▸ **Selected excerpt**
◆ ◆ ◆ ◆ ◆ ◆ ◆

Thanh Le started as a Ph.D. candidate in the College of Information Science and Technology in 2016 and became a CHOT Scholar in 2017. Thanh's research interests involve innovating machine learning methods to integrate electronic health record data with environmental, behavioral, and contextual factor data, among others, for predictive and causal modeling of health risks/outcomes.
Thanh was also a 2017 trainee in the National Institutes of Health's Biomedical Big Data To Knowledge (BD2K) predoctoral training grant. Before coming to Penn State, Thanh received his bachelor of science in computer science and genetics/cell biology at the University of Minnesota, Twin Cities.

Thanh Le's Research. Data mining and machine learning can improve health care quality by supplying clinicians with critical information and predictions. Electronic Medical Records (EMR) - living records of patient health - present unique opportunities and challenges for current machine learning techniques because this data is very rich, yet massive, high-dimensional, and longitudinal. Because of EMR's size and dimensions, popular approaches for learning in EMR requires aggregating data to reduce the size or applying dimensionality reduction techniques. Such methods produce a much more manageable data size suitable for modeling; however, they take away valuable information encoded in the EMR and frequently produce results which do not give care providers more clinical insights.  
Thanh's research focuses on developing latent variable algorithms which can take full advantage of the longitudinal and high-dimensionality characteristics in EMR data to perform data dimensionality reduction while simultaneously producing interpretable results. The general goal of this project is to create a more transparent and efficient machine learning model for use in the medical setting.
Sam Lapp - Master's Student

Outside of engineering, Sam is a musician, runner, and community organizer.
Sam is a first-year master's 
student in the engineering design program. He is interested in design thinking and using design skills to address problems in the developing world. Currently, in addition to working at CHOT, Sam is involved in several engineering projects in the Humanitarian Engineering and Social Entrepreneurship (HESE) and Global Engineering Teams (GET) programs.

For HESE, he is involved in a project aimed at reducing post-harvest losses for rural farmers in Kenya. In the GET program, he is working with students in South Africa and a sponsor in Germany to develop an alignment device to quantify and simplify the dynamic alignment process for lower-limb prosthetics.

◆ ◆ ◆ ◆ ◆ ◆ ◆

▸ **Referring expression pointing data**

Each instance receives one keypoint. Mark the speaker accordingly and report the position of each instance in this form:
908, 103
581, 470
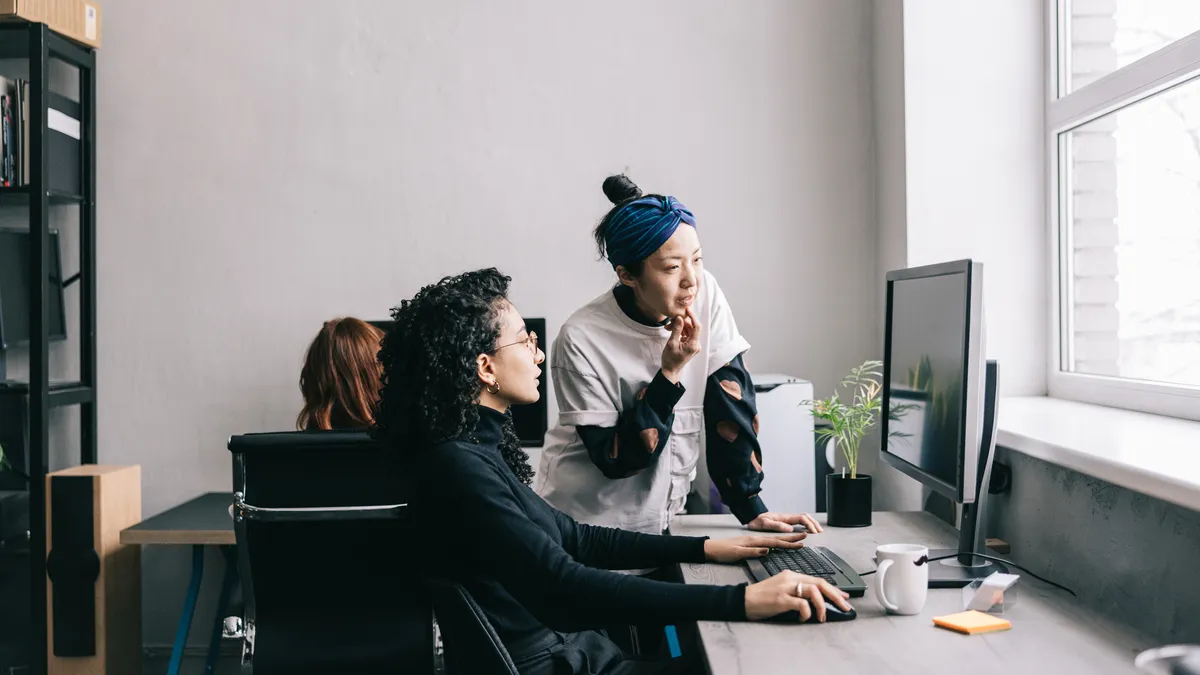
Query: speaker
94, 595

◆ ◆ ◆ ◆ ◆ ◆ ◆

▸ **Work to complete**
a) Extract, word for word, the passage of the student profiles that runs from "Outside of engineering, Sam" up to and including "for lower-limb prosthetics.".
b) Extend the profiles of the CHOT student researchers, picking up after their last sentence.

▸ **Responses per task**
a)
Outside of engineering, Sam is a musician, runner, and community organizer.
Sam is a first-year master's 
student in the engineering design program. He is interested in design thinking and using design skills to address problems in the developing world. Currently, in addition to working at CHOT, Sam is involved in several engineering projects in the Humanitarian Engineering and Social Entrepreneurship (HESE) and Global Engineering Teams (GET) programs.

For HESE, he is involved in a project aimed at reducing post-harvest losses for rural farmers in Kenya. In the GET program, he is working with students in South Africa and a sponsor in Germany to develop an alignment device to quantify and simplify the dynamic alignment process for lower-limb prosthetics.

b)
For CHOT, Sam is working with IST Ph.D. student Thanh Le to tackle the challenge of exploring different ways of representing longitudinal data. Some methods, such as the Hidden Markov Model, discard the amount of time between events. However, it may be necessary to consider not just the order of events, but their distance in time. Currently, Sam is measuring the ability of state-of-the-art methods to perform useful classifications on the data. This will allow the team to compare new methods developed to the current best available alternatives.
Undergraduate Student Research
Chonghan Lee

Chonghan is an undergraduate student in computer science who is in his second year with CHOT. He is interested in machine learning and social network data. His real-time social network map service implementation is featured on the home page of Penn State CHOT's website. He is also working on the Screenomics project with Dr. Nilam Ram and Ph.D. candidates Agnese Chiatti and Xiao Yang (featured last month). Chonghan is also an undergraduate researcher in the D.A.T.A. Lab working under Dr. Conrad Tucker. 
Rohan Patel

Rohan is a junior at Penn State, double majoring in computer science and mathematics and calls Ahmedabad, India home. He joined Dr. Tucker's D.A.T.A. Lab in the fall of 2017 and was invited to join CHOT in January of this year. Rohan is tasked with implementing practical applications of Ph.D. research with his coding expertise. CHOT is looking forward to the results of his work in the coming semester and beyond.